DIRECTIONS FOR THIS TASK >> Scan the data below for the string "flag". Copy every line where it appears.

(Natural-language object grounding data)
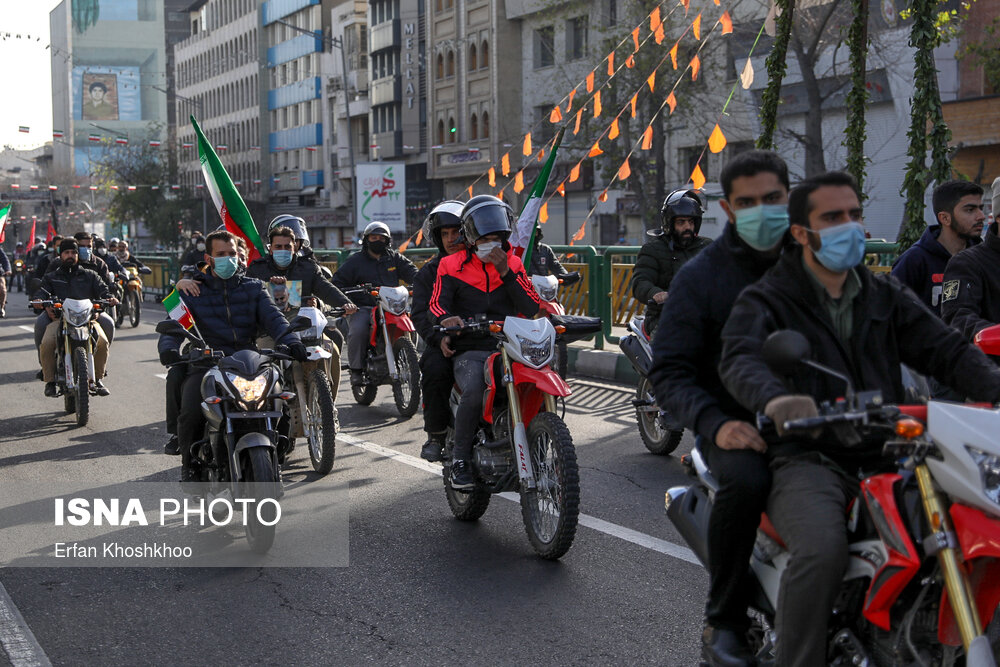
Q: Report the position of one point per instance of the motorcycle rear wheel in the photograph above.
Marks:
(658, 440)
(319, 422)
(258, 469)
(406, 391)
(551, 511)
(465, 506)
(82, 386)
(134, 308)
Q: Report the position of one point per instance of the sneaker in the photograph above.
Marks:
(173, 446)
(461, 476)
(433, 449)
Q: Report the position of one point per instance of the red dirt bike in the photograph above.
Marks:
(391, 329)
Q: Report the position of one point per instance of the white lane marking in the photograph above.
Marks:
(16, 637)
(600, 525)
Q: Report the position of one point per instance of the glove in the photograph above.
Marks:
(168, 357)
(298, 351)
(790, 407)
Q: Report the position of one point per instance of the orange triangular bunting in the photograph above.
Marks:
(697, 177)
(717, 140)
(624, 171)
(647, 138)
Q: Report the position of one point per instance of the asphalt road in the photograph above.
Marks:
(421, 587)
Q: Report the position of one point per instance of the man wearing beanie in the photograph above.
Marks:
(71, 281)
(970, 299)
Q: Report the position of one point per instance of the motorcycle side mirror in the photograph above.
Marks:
(785, 350)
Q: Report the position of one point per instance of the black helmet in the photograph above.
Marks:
(683, 203)
(486, 214)
(446, 214)
(296, 224)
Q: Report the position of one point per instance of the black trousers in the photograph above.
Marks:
(744, 483)
(190, 420)
(436, 379)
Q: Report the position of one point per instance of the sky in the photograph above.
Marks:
(27, 76)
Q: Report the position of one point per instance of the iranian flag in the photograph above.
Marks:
(228, 201)
(4, 216)
(178, 310)
(523, 238)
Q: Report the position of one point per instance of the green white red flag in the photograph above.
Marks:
(228, 201)
(523, 238)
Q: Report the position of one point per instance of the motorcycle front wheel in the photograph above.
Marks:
(406, 390)
(82, 386)
(257, 469)
(658, 440)
(550, 512)
(134, 308)
(320, 422)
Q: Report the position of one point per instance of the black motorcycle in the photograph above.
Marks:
(243, 402)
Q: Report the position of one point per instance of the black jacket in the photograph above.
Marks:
(686, 352)
(229, 312)
(921, 267)
(423, 286)
(73, 282)
(891, 327)
(386, 271)
(971, 298)
(313, 281)
(658, 261)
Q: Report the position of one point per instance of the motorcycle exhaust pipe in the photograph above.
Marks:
(688, 508)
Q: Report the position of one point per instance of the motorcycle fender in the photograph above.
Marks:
(545, 379)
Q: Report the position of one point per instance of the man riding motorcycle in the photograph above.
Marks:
(863, 326)
(671, 246)
(685, 376)
(488, 278)
(379, 265)
(71, 281)
(443, 227)
(229, 310)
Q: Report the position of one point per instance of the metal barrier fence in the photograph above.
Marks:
(604, 289)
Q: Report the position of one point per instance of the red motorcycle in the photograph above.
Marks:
(391, 329)
(923, 581)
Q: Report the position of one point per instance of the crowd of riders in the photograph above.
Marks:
(788, 258)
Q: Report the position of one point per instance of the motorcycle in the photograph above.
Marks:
(391, 327)
(242, 400)
(75, 345)
(923, 580)
(659, 431)
(522, 444)
(131, 286)
(313, 410)
(547, 288)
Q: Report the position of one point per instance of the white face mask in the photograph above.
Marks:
(484, 249)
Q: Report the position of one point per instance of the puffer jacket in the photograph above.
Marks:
(228, 314)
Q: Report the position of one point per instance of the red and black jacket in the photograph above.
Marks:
(466, 286)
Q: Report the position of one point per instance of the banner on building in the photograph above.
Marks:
(381, 194)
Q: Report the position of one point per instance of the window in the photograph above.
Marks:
(576, 38)
(544, 52)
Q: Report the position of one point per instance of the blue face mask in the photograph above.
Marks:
(762, 227)
(225, 267)
(282, 257)
(843, 246)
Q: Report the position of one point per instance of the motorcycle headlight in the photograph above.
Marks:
(397, 305)
(251, 391)
(535, 353)
(989, 472)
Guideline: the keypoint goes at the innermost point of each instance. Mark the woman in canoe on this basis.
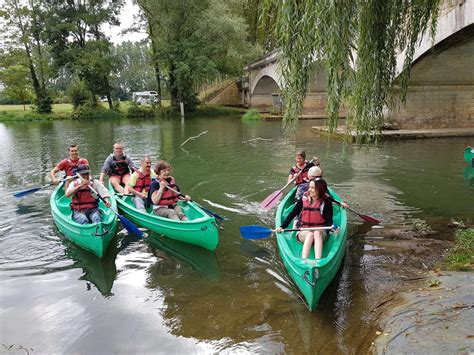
(314, 210)
(300, 170)
(162, 196)
(84, 205)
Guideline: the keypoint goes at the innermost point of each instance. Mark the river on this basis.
(156, 295)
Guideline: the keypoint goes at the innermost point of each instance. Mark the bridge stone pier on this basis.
(441, 85)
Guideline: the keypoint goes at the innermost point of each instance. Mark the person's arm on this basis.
(156, 195)
(52, 174)
(328, 213)
(294, 212)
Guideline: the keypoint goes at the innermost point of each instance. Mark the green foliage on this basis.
(196, 41)
(252, 115)
(17, 84)
(78, 92)
(90, 112)
(461, 255)
(358, 42)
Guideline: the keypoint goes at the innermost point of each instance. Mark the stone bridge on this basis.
(441, 85)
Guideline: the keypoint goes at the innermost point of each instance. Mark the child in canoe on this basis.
(314, 210)
(299, 172)
(163, 194)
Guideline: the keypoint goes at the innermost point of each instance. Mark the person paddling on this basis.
(140, 182)
(117, 166)
(314, 210)
(84, 205)
(301, 168)
(68, 165)
(164, 200)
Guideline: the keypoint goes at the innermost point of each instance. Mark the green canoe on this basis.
(469, 155)
(200, 229)
(94, 237)
(311, 276)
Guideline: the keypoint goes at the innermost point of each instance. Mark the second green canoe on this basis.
(311, 276)
(200, 229)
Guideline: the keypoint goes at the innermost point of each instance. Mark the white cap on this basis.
(314, 172)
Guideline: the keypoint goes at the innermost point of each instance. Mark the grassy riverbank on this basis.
(17, 113)
(461, 255)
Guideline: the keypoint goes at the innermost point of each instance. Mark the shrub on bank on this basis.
(252, 115)
(461, 255)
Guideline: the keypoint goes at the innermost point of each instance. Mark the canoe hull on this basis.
(200, 230)
(94, 237)
(311, 277)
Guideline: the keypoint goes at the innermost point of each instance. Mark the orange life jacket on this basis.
(119, 166)
(312, 213)
(83, 199)
(169, 197)
(143, 182)
(302, 177)
(71, 165)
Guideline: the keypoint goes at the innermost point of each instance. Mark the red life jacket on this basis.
(83, 199)
(312, 213)
(143, 182)
(71, 165)
(119, 166)
(302, 176)
(169, 197)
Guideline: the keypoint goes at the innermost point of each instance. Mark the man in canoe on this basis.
(163, 194)
(299, 172)
(140, 182)
(117, 166)
(84, 205)
(68, 165)
(314, 210)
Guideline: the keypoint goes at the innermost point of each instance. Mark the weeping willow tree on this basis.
(358, 42)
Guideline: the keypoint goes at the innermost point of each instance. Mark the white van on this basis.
(145, 97)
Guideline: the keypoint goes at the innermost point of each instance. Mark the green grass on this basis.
(461, 255)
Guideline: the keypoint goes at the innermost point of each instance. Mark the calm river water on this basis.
(156, 295)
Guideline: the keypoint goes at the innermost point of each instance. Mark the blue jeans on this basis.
(91, 215)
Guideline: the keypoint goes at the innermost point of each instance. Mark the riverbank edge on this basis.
(145, 112)
(434, 316)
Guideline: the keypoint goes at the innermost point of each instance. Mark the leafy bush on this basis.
(252, 115)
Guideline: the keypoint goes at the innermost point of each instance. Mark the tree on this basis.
(134, 68)
(21, 30)
(358, 42)
(195, 42)
(78, 43)
(17, 83)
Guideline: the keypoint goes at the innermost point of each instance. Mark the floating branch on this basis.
(257, 139)
(200, 134)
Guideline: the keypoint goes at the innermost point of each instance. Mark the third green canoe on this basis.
(311, 276)
(200, 229)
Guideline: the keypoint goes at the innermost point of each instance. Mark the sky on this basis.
(126, 20)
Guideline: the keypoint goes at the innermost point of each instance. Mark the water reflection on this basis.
(172, 252)
(99, 272)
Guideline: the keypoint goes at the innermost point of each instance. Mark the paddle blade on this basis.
(271, 201)
(255, 232)
(129, 226)
(369, 219)
(26, 192)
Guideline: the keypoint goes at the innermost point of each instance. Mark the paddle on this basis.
(34, 189)
(260, 232)
(272, 200)
(210, 213)
(127, 224)
(362, 216)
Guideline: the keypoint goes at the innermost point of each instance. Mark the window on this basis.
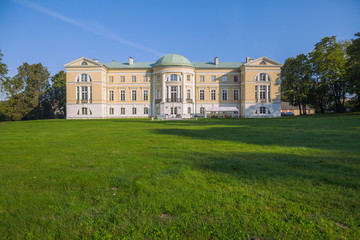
(262, 77)
(111, 95)
(122, 95)
(133, 95)
(202, 94)
(213, 94)
(146, 95)
(173, 77)
(262, 91)
(236, 95)
(224, 95)
(84, 93)
(262, 110)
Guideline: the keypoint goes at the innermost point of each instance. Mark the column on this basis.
(163, 87)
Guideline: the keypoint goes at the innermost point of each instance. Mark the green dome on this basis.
(173, 60)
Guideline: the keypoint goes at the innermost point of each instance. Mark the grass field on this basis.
(289, 178)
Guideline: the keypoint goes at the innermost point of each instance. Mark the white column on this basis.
(163, 87)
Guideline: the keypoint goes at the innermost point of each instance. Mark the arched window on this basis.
(83, 78)
(263, 77)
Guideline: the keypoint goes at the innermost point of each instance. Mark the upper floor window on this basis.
(173, 77)
(83, 78)
(262, 77)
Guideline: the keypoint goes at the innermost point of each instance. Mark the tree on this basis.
(329, 65)
(296, 81)
(26, 91)
(353, 71)
(58, 94)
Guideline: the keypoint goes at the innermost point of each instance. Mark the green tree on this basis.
(58, 94)
(329, 65)
(296, 81)
(353, 71)
(26, 91)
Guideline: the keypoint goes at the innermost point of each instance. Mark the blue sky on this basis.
(56, 32)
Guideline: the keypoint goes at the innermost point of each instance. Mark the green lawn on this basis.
(289, 178)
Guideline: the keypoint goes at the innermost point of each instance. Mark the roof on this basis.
(219, 65)
(127, 65)
(173, 60)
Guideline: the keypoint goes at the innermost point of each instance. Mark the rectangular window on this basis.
(146, 95)
(202, 94)
(122, 95)
(262, 91)
(213, 94)
(84, 93)
(224, 95)
(133, 95)
(188, 94)
(236, 95)
(111, 95)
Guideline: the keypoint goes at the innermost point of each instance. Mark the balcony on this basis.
(174, 100)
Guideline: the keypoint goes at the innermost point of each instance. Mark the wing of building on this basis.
(172, 86)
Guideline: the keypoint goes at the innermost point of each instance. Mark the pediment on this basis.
(263, 62)
(83, 62)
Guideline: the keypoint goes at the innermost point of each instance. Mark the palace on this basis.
(172, 87)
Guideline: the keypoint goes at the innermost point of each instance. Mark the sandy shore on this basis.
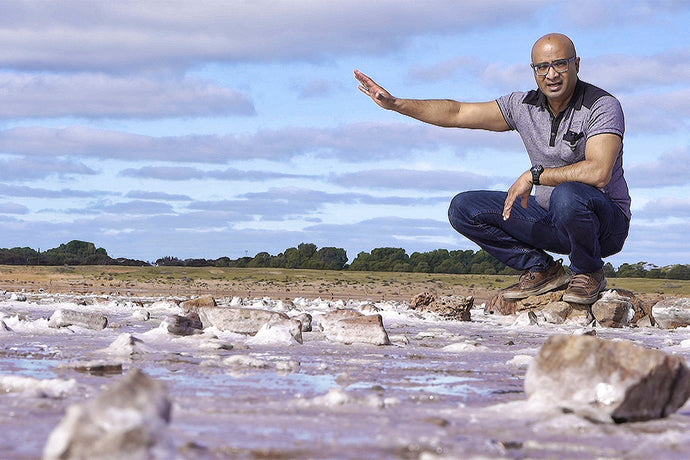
(256, 283)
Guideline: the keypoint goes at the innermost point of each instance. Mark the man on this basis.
(573, 133)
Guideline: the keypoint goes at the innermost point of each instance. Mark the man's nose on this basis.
(551, 72)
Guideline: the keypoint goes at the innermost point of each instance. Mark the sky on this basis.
(226, 128)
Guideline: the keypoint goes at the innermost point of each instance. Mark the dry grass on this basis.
(278, 283)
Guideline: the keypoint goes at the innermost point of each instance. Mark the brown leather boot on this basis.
(585, 288)
(535, 283)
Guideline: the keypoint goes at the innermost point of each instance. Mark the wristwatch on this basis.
(536, 171)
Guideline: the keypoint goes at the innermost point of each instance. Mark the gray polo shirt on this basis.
(554, 141)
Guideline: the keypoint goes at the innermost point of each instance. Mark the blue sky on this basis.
(226, 128)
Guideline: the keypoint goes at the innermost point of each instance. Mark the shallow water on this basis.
(444, 389)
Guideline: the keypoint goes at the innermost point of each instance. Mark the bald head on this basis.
(553, 41)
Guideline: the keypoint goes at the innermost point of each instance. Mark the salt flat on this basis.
(442, 389)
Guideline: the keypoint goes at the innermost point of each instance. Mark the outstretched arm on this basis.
(440, 112)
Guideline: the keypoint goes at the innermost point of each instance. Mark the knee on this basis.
(567, 200)
(459, 207)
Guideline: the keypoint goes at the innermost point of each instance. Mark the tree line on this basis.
(307, 255)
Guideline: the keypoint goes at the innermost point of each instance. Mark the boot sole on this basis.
(552, 285)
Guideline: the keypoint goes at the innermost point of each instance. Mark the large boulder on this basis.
(350, 326)
(65, 317)
(613, 310)
(202, 301)
(449, 307)
(238, 320)
(607, 380)
(672, 313)
(128, 420)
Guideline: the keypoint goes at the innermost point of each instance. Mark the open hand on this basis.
(376, 92)
(520, 189)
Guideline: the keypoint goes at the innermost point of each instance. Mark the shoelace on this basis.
(582, 281)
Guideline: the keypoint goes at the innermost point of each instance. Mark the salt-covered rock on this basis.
(305, 319)
(278, 332)
(65, 317)
(450, 307)
(127, 420)
(349, 326)
(141, 315)
(607, 380)
(126, 345)
(203, 301)
(421, 300)
(18, 297)
(672, 313)
(238, 320)
(189, 324)
(42, 388)
(498, 305)
(539, 302)
(613, 310)
(245, 361)
(557, 312)
(94, 367)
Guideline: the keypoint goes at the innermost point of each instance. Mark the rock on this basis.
(305, 319)
(538, 302)
(672, 313)
(18, 297)
(64, 318)
(127, 420)
(96, 367)
(278, 332)
(238, 320)
(607, 380)
(421, 300)
(141, 315)
(349, 326)
(451, 307)
(557, 312)
(126, 345)
(203, 301)
(580, 315)
(613, 310)
(497, 304)
(4, 327)
(189, 324)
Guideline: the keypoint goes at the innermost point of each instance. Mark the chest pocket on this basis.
(572, 144)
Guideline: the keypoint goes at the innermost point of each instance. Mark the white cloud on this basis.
(670, 169)
(36, 192)
(356, 142)
(416, 180)
(665, 209)
(30, 95)
(22, 169)
(13, 208)
(124, 36)
(183, 173)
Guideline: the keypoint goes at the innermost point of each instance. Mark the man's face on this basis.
(558, 87)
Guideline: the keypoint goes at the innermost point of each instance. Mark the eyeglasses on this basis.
(559, 65)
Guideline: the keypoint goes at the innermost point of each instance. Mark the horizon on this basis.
(212, 130)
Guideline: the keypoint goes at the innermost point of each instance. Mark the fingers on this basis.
(366, 83)
(507, 207)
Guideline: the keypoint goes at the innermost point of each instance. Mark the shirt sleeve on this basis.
(606, 117)
(507, 104)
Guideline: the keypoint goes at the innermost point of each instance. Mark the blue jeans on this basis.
(582, 222)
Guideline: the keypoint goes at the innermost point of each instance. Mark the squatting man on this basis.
(573, 134)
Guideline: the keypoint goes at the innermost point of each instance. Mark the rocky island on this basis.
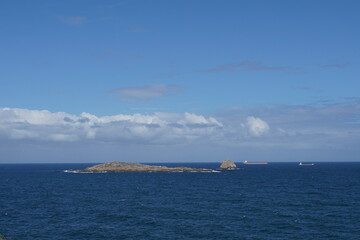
(135, 167)
(228, 165)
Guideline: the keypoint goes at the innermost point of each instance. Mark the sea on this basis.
(274, 201)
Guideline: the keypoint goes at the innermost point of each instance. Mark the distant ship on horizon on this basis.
(254, 163)
(306, 164)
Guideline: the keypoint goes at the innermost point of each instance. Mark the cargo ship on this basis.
(306, 164)
(246, 162)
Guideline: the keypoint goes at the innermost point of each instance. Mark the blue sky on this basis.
(262, 80)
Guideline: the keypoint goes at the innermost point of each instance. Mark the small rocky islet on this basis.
(137, 167)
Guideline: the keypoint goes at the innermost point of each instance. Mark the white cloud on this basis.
(147, 92)
(73, 20)
(257, 127)
(158, 128)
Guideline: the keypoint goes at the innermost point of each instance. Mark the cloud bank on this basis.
(159, 128)
(143, 93)
(327, 132)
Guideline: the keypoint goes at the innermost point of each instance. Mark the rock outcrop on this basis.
(135, 167)
(227, 164)
(2, 237)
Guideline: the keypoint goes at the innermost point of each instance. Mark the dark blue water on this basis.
(275, 201)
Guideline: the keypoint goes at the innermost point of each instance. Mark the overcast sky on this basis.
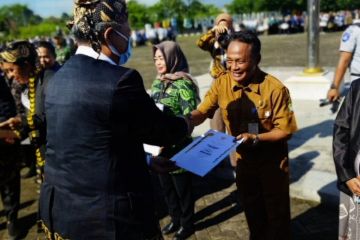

SOLUTION BELOW >>
Q: Report the position of one point per instance of the iranian flag in the photograph above.
Q: Report the position of one point per instance of the green white red flag in the photograph above.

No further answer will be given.